• **WORK TO BE COMPLETED**: Turn the rows below into a numbered list, one line per number, and skip any blank lines.
* Begin DATA SUPPLIED *
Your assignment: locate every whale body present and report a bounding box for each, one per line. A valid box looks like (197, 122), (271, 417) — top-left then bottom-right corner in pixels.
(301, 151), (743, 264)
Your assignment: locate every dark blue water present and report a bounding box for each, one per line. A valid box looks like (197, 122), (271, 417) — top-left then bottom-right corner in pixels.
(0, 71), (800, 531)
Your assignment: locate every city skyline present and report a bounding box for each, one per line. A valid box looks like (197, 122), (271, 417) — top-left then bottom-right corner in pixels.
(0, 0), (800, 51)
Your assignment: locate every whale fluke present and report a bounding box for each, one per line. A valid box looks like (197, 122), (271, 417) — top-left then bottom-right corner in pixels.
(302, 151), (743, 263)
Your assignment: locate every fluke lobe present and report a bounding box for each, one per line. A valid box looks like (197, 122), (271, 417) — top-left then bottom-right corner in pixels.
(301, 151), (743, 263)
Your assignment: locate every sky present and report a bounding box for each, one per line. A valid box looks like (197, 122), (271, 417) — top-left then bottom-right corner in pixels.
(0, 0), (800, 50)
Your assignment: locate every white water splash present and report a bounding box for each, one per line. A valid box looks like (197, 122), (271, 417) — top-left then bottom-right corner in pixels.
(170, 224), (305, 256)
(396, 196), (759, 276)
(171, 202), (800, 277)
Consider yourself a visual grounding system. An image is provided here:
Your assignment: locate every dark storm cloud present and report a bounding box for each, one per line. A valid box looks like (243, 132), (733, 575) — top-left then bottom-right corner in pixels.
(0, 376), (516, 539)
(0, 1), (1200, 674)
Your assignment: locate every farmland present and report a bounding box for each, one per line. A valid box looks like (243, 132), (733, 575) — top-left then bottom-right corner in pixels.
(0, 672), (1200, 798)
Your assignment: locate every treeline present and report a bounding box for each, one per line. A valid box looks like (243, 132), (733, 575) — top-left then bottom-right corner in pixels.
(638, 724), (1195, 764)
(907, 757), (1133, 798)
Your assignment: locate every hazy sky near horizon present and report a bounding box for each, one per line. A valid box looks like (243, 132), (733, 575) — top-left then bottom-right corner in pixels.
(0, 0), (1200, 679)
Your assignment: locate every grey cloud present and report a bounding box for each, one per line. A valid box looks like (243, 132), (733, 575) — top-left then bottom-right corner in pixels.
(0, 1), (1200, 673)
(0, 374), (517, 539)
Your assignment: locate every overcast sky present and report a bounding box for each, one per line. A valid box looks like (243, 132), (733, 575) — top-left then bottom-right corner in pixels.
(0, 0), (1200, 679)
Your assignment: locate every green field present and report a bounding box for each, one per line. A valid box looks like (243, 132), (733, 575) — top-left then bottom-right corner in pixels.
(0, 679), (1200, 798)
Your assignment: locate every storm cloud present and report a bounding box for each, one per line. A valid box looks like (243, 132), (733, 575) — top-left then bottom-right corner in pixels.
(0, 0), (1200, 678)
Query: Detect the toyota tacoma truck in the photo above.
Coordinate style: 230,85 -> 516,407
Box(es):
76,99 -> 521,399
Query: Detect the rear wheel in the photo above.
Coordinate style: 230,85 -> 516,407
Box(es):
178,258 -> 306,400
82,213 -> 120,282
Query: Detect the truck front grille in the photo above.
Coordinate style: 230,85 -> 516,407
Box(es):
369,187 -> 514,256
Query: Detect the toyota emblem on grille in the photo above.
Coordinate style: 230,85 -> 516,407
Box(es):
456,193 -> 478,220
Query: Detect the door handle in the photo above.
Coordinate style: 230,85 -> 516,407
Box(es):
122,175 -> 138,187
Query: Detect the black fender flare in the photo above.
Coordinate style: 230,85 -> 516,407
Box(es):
* End DATA SUPPLIED *
• **RESPONSE BELOW**:
1. Your assignment: locate every whale body present and report a bounding box for each, one per line. A valid box looks like (197, 122), (271, 417) — top-left then bottom-right corner in pixels.
2. (301, 151), (743, 264)
3. Your assignment: locate every dark blue water present and report a bounding box for each, one per line. A valid box looks like (197, 122), (271, 417) — top-left then bottom-right corner in pixels.
4. (0, 71), (800, 531)
5. Your assignment: locate every city skyline present and report a bounding box for each, one per line. A valid box looks like (197, 122), (271, 417) — top-left then bottom-right corner in pixels.
6. (0, 0), (800, 51)
7. Your assignment: locate every whale fluke present and report a bounding box for each, one per line. A valid box looks like (197, 122), (271, 417) — top-left then bottom-right corner in pixels.
8. (302, 151), (743, 263)
9. Your assignment: locate every fluke lobe present and report a bounding box for each, one per line. A valid box looks like (197, 122), (271, 417) — top-left then bottom-right corner in pixels.
10. (301, 151), (743, 263)
11. Your assignment: locate every sky present and report a bounding box for each, one per line. A valid box looks like (197, 122), (271, 417) — top-left then bottom-right corner in pixels.
12. (0, 0), (800, 50)
13. Your assignment: locate every white water splash present and report a bounding box for each, one per line. A valid box looks like (197, 122), (271, 417) — top-left then bottom-right corner in pixels.
14. (170, 224), (305, 256)
15. (396, 196), (759, 276)
16. (171, 202), (800, 277)
17. Consider yourself a visual grounding system. An image is provided here:
18. Your assignment: locate every dark storm cloud present and report a bounding box for each, one per line. A valid box looks like (243, 132), (733, 575) — top-left then bottom-right corner in pixels.
19. (0, 376), (516, 539)
20. (0, 1), (1200, 674)
21. Your assignment: locate every farmland present and report a bounding box for each, one per line. A valid box looks like (243, 132), (733, 575) — top-left then bottom-right corner in pixels.
22. (0, 672), (1200, 798)
23. Your assignment: locate every treeline present and report a bounding box for each, one per line. A valid box looks like (243, 132), (733, 575) — top-left then bottom-right corner in pixels.
24. (638, 724), (1195, 764)
25. (907, 757), (1133, 798)
26. Your assignment: locate every hazy sky near horizon present and report a bounding box for each, one per line. A valid box looks like (243, 132), (733, 575) — top-left then bottom-right corner in pixels.
27. (0, 0), (1200, 679)
28. Your assignment: locate every grey cloud present and report a bounding box for each, one per line. A valid box looks like (243, 132), (733, 575) — top-left then bottom-right corner in pixels.
29. (0, 1), (1200, 673)
30. (0, 374), (517, 539)
31. Your assignment: locate every overcast sky present and report a bounding box for each, one per line. A valid box looks like (243, 132), (733, 575) — top-left then bottom-right corner in pixels.
32. (0, 0), (1200, 679)
33. Your assignment: locate every green field present and report a bounding box for each, one per line. A valid box looks like (243, 132), (733, 575) — top-left then bottom-right corner in pixels.
34. (0, 679), (1200, 798)
35. Your assignment: locate every storm cloud present and report a bounding box for each, one per line. A valid box looks like (243, 132), (733, 575) — top-left then bottom-right corner in pixels.
36. (0, 0), (1200, 678)
37. Query: Detect the toyota tacoma truck in the photo above.
38. Coordinate style: 230,85 -> 516,407
39. Box(es):
40. 76,99 -> 521,399
41. Query: Detect the rear wheel in the photo above.
42. Coordinate style: 230,85 -> 516,407
43. Box(es):
44. 178,258 -> 306,400
45. 82,213 -> 120,282
46. Query: Detect the truck front grille in the photo above.
47. Coordinate style: 230,85 -> 516,407
48. Box(es):
49. 369,187 -> 514,256
50. Query: Detect the toyota emblem on grille in the photo above.
51. Coordinate style: 230,85 -> 516,407
52. Box(es):
53. 456,193 -> 478,220
54. Query: Detect the door handle in the photo above.
55. Coordinate style: 230,85 -> 516,407
56. Box(es):
57. 122,175 -> 138,187
58. Query: Detect the black fender flare in the photo above.
59. Coordinate style: 230,85 -> 516,407
60. Box(es):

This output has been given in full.